Copy exactly the lines of the records below, and only those lines, beginning with the line that contains "Target: pair of shoes" and ending with the line that contains "Target: seated sadhu with orange turban".

★ ★ ★ ★

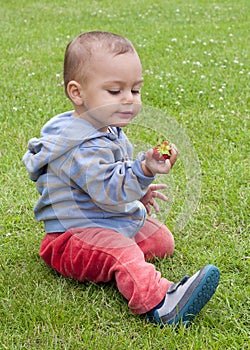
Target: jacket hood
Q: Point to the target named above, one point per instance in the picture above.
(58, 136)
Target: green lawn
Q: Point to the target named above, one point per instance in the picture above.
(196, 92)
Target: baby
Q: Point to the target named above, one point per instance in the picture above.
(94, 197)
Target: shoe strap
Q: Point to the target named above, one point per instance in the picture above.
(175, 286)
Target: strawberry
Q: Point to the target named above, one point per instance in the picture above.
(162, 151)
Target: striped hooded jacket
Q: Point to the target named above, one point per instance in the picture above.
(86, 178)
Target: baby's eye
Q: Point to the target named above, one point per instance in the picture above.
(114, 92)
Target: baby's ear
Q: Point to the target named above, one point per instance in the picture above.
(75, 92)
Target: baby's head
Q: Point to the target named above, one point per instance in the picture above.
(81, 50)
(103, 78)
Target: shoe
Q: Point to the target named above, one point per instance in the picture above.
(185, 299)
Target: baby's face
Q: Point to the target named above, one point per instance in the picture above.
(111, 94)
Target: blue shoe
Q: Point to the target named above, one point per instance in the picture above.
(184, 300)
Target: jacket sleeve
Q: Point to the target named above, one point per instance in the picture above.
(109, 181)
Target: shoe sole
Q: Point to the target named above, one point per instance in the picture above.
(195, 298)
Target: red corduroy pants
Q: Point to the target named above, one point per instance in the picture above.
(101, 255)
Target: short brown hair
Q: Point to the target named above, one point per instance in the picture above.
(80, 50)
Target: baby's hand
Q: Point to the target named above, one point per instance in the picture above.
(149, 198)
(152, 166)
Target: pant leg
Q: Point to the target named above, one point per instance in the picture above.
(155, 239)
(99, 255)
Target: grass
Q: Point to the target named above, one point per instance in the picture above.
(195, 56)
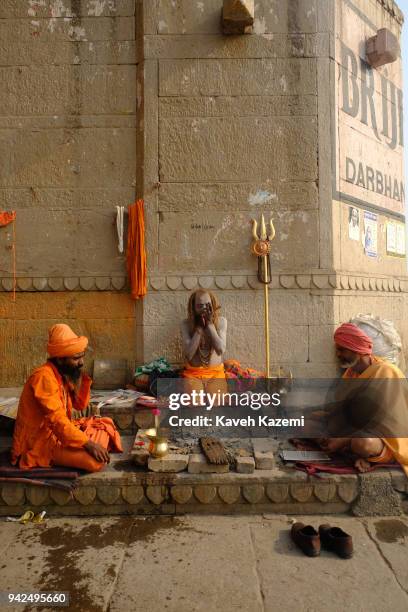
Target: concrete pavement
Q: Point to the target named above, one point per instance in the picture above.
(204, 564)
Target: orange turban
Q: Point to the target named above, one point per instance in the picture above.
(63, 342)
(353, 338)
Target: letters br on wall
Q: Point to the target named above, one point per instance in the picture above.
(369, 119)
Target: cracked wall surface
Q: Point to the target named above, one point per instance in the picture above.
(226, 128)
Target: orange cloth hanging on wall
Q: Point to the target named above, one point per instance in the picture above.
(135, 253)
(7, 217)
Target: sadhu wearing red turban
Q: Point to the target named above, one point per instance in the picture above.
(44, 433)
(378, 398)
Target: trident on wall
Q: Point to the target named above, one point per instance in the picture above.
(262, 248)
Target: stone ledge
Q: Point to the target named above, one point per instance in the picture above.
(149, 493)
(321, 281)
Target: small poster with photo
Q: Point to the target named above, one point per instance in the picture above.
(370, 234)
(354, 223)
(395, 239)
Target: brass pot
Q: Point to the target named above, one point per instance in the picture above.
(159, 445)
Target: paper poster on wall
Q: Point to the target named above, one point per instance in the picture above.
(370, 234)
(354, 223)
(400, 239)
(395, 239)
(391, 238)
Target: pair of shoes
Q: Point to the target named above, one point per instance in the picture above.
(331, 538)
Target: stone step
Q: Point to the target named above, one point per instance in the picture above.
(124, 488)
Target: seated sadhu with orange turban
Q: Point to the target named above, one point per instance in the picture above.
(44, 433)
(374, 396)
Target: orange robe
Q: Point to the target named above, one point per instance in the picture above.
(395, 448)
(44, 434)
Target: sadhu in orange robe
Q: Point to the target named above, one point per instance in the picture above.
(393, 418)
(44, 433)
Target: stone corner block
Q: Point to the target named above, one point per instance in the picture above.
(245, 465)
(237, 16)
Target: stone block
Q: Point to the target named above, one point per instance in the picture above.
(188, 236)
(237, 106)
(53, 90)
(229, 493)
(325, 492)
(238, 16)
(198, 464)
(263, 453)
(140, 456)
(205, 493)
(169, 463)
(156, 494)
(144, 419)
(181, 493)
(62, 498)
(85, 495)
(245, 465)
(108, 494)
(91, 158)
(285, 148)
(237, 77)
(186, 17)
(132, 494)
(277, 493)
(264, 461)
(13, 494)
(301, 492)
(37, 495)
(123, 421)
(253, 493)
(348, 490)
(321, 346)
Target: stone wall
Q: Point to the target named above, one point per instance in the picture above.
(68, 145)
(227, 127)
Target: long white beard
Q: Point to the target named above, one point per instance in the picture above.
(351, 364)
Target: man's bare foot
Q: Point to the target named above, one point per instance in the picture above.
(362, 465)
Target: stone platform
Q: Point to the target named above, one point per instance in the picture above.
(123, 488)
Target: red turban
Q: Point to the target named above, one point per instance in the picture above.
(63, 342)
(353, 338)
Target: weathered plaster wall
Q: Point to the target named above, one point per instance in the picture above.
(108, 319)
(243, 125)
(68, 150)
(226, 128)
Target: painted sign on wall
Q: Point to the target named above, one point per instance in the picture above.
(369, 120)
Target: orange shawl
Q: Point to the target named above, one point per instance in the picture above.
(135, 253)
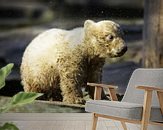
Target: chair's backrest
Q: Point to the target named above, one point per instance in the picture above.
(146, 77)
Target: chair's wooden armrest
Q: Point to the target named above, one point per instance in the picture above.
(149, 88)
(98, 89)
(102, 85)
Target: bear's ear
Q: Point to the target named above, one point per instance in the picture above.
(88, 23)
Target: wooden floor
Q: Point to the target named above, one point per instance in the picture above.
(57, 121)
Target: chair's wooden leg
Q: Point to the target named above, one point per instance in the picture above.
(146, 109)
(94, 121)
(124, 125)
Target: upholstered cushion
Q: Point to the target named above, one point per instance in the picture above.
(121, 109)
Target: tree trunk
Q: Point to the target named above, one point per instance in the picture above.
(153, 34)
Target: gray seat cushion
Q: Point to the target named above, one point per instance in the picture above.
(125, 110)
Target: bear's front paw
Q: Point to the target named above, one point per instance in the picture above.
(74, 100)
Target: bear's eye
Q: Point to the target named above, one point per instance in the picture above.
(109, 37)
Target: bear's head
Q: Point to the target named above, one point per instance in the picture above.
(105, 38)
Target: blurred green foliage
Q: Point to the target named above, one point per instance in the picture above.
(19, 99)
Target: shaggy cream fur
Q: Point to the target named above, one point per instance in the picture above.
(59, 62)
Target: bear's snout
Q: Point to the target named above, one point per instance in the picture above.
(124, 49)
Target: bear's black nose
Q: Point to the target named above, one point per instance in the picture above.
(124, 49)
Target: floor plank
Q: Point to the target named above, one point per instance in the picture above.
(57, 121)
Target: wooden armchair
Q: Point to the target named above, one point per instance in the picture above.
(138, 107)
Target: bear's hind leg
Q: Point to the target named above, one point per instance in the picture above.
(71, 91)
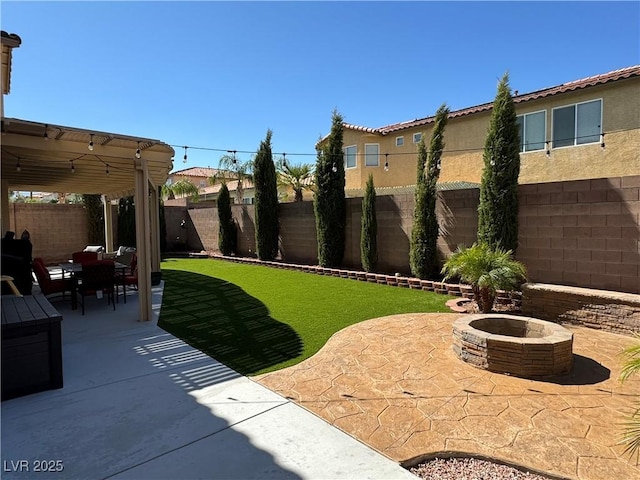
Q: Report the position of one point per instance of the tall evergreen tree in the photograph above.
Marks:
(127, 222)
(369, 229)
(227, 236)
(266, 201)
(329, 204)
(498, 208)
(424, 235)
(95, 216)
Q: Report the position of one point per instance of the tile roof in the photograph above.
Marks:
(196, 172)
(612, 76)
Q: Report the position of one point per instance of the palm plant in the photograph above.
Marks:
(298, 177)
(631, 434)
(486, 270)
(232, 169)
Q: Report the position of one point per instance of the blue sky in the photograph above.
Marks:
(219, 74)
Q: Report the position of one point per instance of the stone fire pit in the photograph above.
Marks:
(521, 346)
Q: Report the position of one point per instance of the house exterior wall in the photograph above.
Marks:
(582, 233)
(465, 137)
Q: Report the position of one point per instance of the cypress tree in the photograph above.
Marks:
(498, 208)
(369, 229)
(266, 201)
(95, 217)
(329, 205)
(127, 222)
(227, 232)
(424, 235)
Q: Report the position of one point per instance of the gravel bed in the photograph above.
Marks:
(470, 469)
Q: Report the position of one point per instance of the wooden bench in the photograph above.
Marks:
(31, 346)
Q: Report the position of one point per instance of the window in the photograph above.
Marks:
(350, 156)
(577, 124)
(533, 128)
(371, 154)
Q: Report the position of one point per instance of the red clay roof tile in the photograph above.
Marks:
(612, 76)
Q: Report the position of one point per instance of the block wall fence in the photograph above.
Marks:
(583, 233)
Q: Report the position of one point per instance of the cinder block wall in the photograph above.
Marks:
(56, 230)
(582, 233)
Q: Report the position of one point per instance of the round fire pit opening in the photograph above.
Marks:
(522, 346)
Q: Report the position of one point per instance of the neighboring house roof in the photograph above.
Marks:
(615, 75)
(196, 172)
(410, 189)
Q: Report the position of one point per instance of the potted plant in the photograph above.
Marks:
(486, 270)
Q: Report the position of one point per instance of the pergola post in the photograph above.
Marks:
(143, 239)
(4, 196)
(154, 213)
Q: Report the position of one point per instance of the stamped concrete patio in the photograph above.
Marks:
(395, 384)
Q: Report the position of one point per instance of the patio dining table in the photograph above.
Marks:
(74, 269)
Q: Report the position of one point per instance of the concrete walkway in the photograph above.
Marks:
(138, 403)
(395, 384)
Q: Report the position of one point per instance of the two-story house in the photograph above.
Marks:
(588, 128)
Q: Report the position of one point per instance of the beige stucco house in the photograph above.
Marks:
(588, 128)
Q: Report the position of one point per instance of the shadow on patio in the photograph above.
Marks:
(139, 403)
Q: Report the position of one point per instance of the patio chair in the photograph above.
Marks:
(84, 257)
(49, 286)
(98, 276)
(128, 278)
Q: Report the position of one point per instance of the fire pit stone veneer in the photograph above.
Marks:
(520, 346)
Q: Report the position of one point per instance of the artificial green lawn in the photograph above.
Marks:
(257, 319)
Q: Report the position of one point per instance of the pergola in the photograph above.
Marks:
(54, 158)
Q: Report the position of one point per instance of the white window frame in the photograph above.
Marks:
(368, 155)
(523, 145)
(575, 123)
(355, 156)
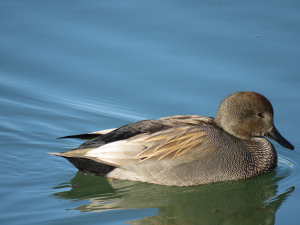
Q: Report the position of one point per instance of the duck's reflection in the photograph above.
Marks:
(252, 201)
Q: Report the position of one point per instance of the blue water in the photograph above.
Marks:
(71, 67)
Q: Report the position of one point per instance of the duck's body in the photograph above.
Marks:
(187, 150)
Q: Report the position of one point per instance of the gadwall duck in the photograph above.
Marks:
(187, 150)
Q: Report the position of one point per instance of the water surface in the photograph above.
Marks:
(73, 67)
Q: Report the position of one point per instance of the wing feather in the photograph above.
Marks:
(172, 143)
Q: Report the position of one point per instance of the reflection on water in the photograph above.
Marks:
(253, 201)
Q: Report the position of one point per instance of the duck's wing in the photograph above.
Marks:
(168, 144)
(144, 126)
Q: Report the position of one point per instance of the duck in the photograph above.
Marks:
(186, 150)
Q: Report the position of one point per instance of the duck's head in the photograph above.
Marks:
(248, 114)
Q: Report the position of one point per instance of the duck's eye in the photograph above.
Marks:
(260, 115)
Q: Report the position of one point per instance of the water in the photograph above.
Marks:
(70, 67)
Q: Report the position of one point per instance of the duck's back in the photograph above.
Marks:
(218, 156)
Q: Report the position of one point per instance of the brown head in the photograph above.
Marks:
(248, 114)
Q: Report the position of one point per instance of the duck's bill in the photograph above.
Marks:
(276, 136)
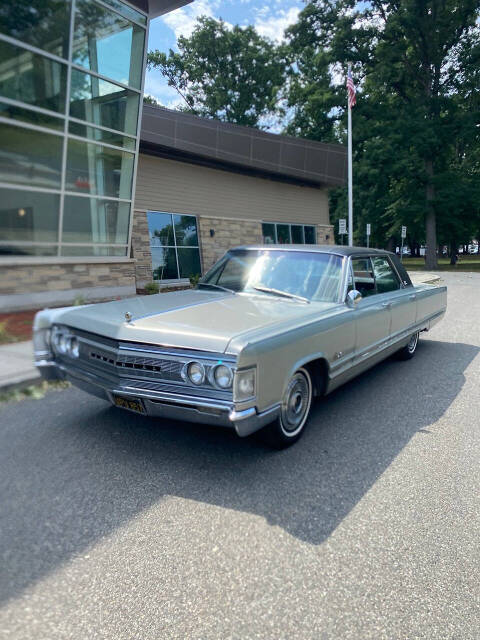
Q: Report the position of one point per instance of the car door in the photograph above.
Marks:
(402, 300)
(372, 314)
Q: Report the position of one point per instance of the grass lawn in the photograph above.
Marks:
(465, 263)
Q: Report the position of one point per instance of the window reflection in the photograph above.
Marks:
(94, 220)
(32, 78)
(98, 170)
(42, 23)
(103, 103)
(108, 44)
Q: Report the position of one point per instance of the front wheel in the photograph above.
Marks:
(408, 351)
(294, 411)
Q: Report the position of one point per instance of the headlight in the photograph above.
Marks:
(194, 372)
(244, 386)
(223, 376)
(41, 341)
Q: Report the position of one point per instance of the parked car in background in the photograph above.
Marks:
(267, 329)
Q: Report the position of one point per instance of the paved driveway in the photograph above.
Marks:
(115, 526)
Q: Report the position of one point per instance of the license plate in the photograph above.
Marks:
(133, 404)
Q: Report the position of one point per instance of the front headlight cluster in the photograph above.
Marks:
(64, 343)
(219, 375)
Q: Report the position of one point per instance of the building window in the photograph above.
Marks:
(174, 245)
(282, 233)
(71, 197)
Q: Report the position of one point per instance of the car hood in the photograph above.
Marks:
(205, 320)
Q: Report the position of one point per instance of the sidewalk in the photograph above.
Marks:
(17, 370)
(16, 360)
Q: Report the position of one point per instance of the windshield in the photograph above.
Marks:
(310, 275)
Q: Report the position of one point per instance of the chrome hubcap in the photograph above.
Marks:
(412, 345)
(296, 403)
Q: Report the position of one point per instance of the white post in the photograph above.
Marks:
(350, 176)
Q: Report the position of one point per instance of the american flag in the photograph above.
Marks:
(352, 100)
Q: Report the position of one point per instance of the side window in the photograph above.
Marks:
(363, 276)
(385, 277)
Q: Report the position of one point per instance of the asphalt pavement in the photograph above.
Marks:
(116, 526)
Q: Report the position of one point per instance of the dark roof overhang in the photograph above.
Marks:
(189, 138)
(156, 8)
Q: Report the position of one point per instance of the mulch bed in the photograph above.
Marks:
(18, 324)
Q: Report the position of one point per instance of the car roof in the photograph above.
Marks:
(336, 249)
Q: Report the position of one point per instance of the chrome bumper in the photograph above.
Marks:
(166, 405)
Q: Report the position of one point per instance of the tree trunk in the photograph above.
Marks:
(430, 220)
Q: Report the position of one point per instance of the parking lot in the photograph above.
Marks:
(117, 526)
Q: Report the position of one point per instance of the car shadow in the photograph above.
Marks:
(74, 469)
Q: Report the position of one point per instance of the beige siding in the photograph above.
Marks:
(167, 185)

★ ★ ★ ★

[Result of this task]:
Target: pair of shoes
Q: Point to the target named above, one point per instance in the picture above.
(331, 538)
Target: stone step
Q: Point to the target named above, one point per instance in the picture above.
(124, 488)
Target: seated sadhu with orange turban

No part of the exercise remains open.